EXERCISE INSTRUCTIONS
From the material below, extract the lines beginning with the line that contains "of laptop in the histology slide image provided." and ending after the line that contains "[83,104,101,110]", and reproduce them word for word. Leave out the pictures.

[Detection annotation records]
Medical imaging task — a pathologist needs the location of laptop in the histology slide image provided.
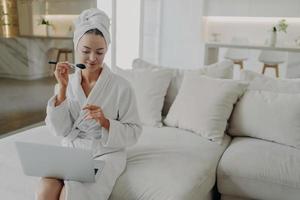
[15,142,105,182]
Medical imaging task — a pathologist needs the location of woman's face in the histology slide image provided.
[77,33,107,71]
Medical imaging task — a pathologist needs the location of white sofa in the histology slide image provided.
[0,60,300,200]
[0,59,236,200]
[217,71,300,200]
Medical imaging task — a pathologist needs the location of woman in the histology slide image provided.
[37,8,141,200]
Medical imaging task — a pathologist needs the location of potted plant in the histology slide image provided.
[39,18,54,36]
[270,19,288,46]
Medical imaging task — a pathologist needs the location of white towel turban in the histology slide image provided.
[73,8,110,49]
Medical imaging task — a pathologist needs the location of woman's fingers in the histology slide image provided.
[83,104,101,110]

--

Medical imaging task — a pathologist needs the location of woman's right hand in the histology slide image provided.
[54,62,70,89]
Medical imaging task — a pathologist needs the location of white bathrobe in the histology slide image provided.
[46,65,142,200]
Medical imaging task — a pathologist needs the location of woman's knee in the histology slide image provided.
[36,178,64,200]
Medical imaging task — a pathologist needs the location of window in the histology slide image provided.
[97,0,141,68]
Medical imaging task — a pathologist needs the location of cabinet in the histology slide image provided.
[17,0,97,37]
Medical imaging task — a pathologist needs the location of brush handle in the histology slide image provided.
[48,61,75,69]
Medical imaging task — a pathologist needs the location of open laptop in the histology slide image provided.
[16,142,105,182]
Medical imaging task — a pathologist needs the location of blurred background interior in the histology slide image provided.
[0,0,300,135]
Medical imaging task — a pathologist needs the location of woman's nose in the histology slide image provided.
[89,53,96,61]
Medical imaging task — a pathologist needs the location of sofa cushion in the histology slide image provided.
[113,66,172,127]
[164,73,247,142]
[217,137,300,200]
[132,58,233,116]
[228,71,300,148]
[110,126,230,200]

--

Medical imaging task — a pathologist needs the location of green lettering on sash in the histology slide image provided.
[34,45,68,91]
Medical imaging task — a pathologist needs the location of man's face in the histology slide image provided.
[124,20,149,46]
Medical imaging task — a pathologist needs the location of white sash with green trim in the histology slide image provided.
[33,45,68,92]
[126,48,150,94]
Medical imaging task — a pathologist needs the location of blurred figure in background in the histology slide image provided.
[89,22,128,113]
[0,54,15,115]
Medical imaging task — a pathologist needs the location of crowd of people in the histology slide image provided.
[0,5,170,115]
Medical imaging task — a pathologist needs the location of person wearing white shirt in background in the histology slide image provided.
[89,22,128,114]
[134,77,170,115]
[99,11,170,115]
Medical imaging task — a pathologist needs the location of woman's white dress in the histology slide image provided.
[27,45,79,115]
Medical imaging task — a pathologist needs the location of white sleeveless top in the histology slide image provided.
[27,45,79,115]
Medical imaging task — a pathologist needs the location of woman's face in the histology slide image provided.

ANSWER TO THIS EXERCISE
Medical imaging task — a pathologist needs the location of laptop in the histology slide image provided.
[15,142,105,182]
Medical imaging task — a pathologist needs the location of woman's face in the histology slide image provided.
[77,33,107,71]
Medical imaging task — a pathologist needs the location of white sofa in the histology slide image provided.
[0,60,300,200]
[0,59,236,200]
[217,71,300,200]
Medical imaging task — a pathologist needs the location of woman in the histology slide image provided.
[37,8,141,200]
Medical imaging task — a pathologist needs the location of potted plant in the histology slide image provided.
[39,18,54,36]
[270,19,288,46]
Medical imaging task — a pathologist needs the location of white towel turban in the histology slide image provided.
[73,8,110,49]
Medical imaging task — a pathologist needs the location of woman's fingers in the histology slide image provided.
[83,104,101,110]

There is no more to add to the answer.